__Given request__.
Change every occurrence of "field scouting" to "site survey" in the entries below, and leave every other part of them unchanged.

[Part of a data file]
──────
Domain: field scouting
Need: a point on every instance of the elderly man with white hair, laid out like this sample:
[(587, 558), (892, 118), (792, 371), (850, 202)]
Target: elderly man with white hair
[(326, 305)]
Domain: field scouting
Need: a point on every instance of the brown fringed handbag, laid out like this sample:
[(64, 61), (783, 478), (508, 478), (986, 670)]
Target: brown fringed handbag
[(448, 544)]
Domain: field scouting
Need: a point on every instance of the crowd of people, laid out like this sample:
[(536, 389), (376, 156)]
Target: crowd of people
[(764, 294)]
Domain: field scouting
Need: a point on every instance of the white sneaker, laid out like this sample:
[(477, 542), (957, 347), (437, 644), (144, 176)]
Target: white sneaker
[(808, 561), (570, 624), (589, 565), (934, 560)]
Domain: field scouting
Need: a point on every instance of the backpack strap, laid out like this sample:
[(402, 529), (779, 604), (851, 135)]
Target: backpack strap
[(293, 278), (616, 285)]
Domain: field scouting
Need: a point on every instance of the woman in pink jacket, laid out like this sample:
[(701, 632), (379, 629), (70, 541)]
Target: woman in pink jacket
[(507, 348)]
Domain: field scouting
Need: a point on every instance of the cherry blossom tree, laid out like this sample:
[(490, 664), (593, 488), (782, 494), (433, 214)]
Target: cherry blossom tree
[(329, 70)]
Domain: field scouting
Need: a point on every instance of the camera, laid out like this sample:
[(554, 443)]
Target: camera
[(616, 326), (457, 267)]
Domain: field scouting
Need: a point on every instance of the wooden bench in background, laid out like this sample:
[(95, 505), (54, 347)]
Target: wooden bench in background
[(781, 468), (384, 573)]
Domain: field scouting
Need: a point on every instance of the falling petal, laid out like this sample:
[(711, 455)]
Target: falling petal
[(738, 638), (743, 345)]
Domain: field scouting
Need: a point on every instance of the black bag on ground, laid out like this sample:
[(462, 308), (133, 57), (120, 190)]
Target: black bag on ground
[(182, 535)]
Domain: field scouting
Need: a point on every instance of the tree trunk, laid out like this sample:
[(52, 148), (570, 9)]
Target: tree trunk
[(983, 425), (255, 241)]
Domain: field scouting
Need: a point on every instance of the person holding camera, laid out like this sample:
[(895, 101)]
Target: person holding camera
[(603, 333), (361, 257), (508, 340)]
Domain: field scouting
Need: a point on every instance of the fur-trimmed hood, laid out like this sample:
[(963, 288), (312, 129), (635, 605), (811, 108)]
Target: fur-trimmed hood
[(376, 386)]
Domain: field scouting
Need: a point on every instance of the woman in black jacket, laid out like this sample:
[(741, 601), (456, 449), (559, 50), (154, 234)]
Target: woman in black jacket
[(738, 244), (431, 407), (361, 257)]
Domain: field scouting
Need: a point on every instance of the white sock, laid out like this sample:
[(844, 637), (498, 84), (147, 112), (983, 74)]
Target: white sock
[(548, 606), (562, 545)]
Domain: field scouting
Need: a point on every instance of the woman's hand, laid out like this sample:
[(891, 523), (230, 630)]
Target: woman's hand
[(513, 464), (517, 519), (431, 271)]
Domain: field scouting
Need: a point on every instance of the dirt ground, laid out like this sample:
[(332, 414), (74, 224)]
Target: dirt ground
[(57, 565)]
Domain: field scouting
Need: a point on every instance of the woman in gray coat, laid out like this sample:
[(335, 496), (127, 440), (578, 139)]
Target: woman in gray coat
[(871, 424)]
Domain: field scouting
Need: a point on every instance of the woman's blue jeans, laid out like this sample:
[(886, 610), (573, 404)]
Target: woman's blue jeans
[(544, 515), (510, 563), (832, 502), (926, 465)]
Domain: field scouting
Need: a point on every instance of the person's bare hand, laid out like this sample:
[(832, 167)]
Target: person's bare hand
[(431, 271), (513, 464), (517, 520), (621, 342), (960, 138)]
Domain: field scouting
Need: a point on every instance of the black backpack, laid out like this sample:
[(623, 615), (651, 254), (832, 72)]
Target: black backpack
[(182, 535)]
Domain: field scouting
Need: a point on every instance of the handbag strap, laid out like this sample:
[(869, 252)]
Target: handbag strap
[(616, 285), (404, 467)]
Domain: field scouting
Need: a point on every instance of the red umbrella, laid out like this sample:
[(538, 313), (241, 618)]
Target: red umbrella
──────
__Answer to the problem__.
Domain: site survey
Need: a point on every instance of the elderly man with white hair, laid out like this sample:
[(587, 558), (892, 118), (792, 371), (850, 202)]
Target: elderly man with white hair
[(326, 305)]
Domain: site survey
Need: a point on every instance of the brown fringed handbag, laid out like this sample:
[(64, 61), (783, 478), (508, 478), (986, 670)]
Target: brown fringed handbag
[(448, 544)]
Domain: site survey
Need: a point on every instance of the crowd of people, laid out like this sample:
[(536, 389), (376, 156)]
Target: crowd of people
[(764, 294)]
Domain: site survey
Need: a point on every instance of the white sneaker, laid out like this sample:
[(477, 542), (957, 347), (437, 644), (144, 176)]
Target: white sneaker
[(808, 561), (570, 624), (589, 565), (934, 560)]
Domain: site survey
Need: a point on every instance of the backpack strap, laid out like this sample:
[(402, 529), (779, 604), (851, 135)]
Target: backpack strap
[(293, 278), (616, 285)]
Domain: site survey
Need: a point on every instance of the woman in pink jacket, laid out like this sample:
[(701, 632), (379, 629), (70, 541)]
Target: woman in pink jacket
[(507, 348)]
Domain: site survey
Need: a point on every instance of the cherry blossom tree, laid out like this sample:
[(490, 664), (593, 488), (782, 494), (433, 214)]
Target: cherry blossom tree
[(329, 70)]
Domain: site survey
Need: a point on every instance of the camera, laid out like this sample:
[(554, 443)]
Target: camera
[(616, 326), (457, 267)]
Domain: site survey
Need: a point on every instance of the wooden bench in background, laid out like this sample:
[(95, 505), (54, 347)]
Target: wooden bench in background
[(781, 468), (384, 573)]
Domain: site survey
Need: a point on every instance of the falling petal, laid out like this sample:
[(711, 455)]
Target: falling petal
[(738, 638), (743, 345)]
Domain: site survey
Need: a point on every instance of the black bag on ground, laid out like this sample:
[(462, 308), (133, 57), (120, 190)]
Target: black bag on ground
[(182, 535)]
Domain: site survey
Need: a point on every instance of the tree trunk, laid out like this sample:
[(52, 148), (570, 9)]
Target: tree trunk
[(983, 425), (255, 241)]
Domain: site survey
Need: a point on every instance of the person holding camera, laid out like this sample:
[(895, 101)]
Target: person holding camera
[(603, 333), (361, 257), (508, 340)]
Domain: site survey
Need: a point on every instance of the fur-trimmed hood, laid out like this sample:
[(963, 288), (312, 129), (635, 605), (811, 108)]
Target: fur-trimmed hood
[(376, 386)]
Domain: site survey
Need: a point on every instance of the woman in black jacket, laid out like this sample:
[(741, 601), (456, 449), (559, 50), (154, 234)]
Target: woman in black jacket
[(738, 244), (431, 407), (361, 257)]
Domain: site survey
Need: a point on every instance of the white sock, laid out like this sample:
[(844, 637), (498, 84), (147, 112), (983, 74)]
Target: white sock
[(548, 606), (562, 545)]
Domain: site survey
Need: a point on every instance of the woman's hand, laid out like this sample:
[(891, 523), (230, 630)]
Target: woman's hand
[(513, 464), (517, 519), (431, 271)]
Domain: site survey
Need: a point on every instance of the dirt ground, laid out like this sample:
[(332, 414), (74, 224)]
Target: dirt ground
[(57, 565)]
Domain: site survey
Need: a point on every instance of the woman in gray coat, laid out like this sample:
[(335, 496), (127, 440), (578, 139)]
Target: woman in gray coat
[(871, 424)]
Domain: site survey
Need: a point on every instance of the woman's blue jeans, laid out like this sample:
[(886, 610), (573, 404)]
Target: woman's blue jeans
[(544, 515), (510, 563), (832, 502), (926, 465)]
Domain: site survey
Need: a point on every instance of the person's bare hand, laid out like this sample:
[(832, 167)]
Target: person's bare hand
[(431, 271), (513, 464), (517, 520), (621, 342), (960, 138)]
Domain: site survey
Need: a point on every instance of the black backpack, laid out like this sample:
[(623, 615), (651, 254), (832, 72)]
Target: black backpack
[(182, 535)]
Domain: site survey
Need: a point on every instance of the handbag strap, laid out like this sample:
[(869, 252)]
Target: handbag strap
[(616, 285), (404, 467)]
Domain: site survey
Need: a point on every instance of the red umbrella, laid out like this sample:
[(538, 313), (241, 618)]
Target: red umbrella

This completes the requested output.